BEGIN Material provided

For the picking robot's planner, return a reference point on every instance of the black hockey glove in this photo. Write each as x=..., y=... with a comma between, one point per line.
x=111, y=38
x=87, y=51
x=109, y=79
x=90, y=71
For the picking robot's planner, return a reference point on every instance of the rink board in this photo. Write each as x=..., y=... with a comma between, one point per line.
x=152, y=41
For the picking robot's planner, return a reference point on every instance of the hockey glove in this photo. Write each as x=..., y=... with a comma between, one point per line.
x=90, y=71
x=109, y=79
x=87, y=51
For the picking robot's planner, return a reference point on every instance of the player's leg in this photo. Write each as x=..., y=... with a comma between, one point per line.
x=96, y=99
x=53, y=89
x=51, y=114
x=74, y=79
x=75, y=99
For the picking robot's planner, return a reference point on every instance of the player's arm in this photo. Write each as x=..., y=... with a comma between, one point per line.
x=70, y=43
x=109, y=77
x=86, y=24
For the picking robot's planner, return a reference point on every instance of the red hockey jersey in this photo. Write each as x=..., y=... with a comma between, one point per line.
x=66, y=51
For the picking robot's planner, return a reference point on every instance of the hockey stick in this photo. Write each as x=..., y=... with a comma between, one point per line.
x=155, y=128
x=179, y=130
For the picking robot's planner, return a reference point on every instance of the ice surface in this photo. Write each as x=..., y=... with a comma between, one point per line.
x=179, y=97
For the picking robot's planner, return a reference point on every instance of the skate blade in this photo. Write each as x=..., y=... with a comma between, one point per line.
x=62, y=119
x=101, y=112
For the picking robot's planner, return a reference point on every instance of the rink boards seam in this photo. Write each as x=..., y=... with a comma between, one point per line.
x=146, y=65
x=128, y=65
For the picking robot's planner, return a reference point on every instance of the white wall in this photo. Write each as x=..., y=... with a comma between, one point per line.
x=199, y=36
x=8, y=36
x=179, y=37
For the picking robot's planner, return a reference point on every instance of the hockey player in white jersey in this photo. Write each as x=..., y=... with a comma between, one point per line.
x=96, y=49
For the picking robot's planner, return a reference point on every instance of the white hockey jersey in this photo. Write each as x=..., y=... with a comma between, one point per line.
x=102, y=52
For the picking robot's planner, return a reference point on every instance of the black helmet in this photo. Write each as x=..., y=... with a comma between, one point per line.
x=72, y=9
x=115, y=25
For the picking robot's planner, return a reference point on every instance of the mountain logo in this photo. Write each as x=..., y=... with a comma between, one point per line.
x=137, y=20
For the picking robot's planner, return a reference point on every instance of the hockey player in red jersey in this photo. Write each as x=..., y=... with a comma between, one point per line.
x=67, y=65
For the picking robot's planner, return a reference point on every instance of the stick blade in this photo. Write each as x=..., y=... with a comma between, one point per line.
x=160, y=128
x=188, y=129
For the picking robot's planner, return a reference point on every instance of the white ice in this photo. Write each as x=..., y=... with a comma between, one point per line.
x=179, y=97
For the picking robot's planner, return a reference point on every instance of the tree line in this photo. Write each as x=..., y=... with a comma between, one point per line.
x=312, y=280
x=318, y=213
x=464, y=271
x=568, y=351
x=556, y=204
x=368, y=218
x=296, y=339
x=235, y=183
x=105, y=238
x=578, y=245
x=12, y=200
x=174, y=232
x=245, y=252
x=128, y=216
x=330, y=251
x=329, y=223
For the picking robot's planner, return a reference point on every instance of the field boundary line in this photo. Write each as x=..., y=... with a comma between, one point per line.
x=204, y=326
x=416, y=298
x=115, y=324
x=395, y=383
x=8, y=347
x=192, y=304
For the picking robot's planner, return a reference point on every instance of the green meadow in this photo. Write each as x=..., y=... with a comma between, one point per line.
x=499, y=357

END Material provided

§ Description of the task
Reproduce the lines word for word, starting at the one holding "the white ice" and ending at the final line of the material above.

§ Reply to the task
For the picking robot's planner, return a reference point on every instance of the white ice in this photo. Write each as x=..., y=... with a comma between, one point per line.
x=179, y=97
For the picking robot's planner, return a reference point on every instance of the tree line in this photo. Write each as x=..., y=... with a comma between, one point per line.
x=312, y=280
x=318, y=213
x=464, y=271
x=568, y=351
x=556, y=204
x=368, y=218
x=296, y=339
x=235, y=183
x=105, y=238
x=578, y=245
x=12, y=200
x=174, y=232
x=245, y=252
x=128, y=216
x=330, y=251
x=329, y=223
For the picking robot's planner, return a reference point on every instance of the field boundary line in this photo. Write each as x=..., y=... with a comma between, one point per line.
x=204, y=326
x=416, y=298
x=115, y=324
x=395, y=383
x=8, y=347
x=192, y=304
For the picking robot's planner, return a reference point on every instance of the green meadow in this photo. Write each as x=..., y=... with a comma between, one point per line.
x=499, y=357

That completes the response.